Excerpts of bounding box data
○ ○ ○ ○

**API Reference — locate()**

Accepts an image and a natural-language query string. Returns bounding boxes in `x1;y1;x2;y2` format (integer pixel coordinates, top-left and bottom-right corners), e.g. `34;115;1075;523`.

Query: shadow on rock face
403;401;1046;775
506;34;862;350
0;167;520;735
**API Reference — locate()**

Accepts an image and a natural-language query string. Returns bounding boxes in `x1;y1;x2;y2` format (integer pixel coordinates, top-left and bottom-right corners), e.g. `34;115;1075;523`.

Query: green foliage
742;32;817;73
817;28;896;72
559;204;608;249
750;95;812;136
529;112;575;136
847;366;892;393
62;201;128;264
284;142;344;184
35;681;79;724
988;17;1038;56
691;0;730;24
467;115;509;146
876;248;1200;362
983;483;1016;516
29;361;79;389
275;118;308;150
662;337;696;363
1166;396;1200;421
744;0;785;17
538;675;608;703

○ ○ ○ ○

● AIM: Retype every line of the entries above exactly as it appears.

● WRITTEN ANSWER:
**API Reference — locate()**

Accepts an image and a natural-language query string. Returns bounding boxes in `x1;y1;x2;y2` format (integer pixel coordinates, top-left and bottom-right corners), e.g. `34;115;1075;523`.

Query: shadow on rock face
403;401;1046;775
506;34;862;350
0;167;520;735
**API Reference — locate()**

Accepts an image and a natural-language query string. Returns bounding boxes in `x1;y1;x2;y2` format (integer pixel coordinates, top-left and bottom-right corners), e.g. `34;115;1075;523`.

Query: green foliage
742;32;817;73
817;28;896;72
559;204;608;249
750;95;812;136
529;112;575;136
847;366;892;393
62;201;128;264
284;142;344;184
35;681;79;724
988;17;1038;56
691;0;730;24
467;115;509;146
876;248;1200;362
983;483;1016;516
29;361;79;389
275;118;308;150
662;337;696;363
1166;396;1200;421
744;0;785;17
538;675;608;703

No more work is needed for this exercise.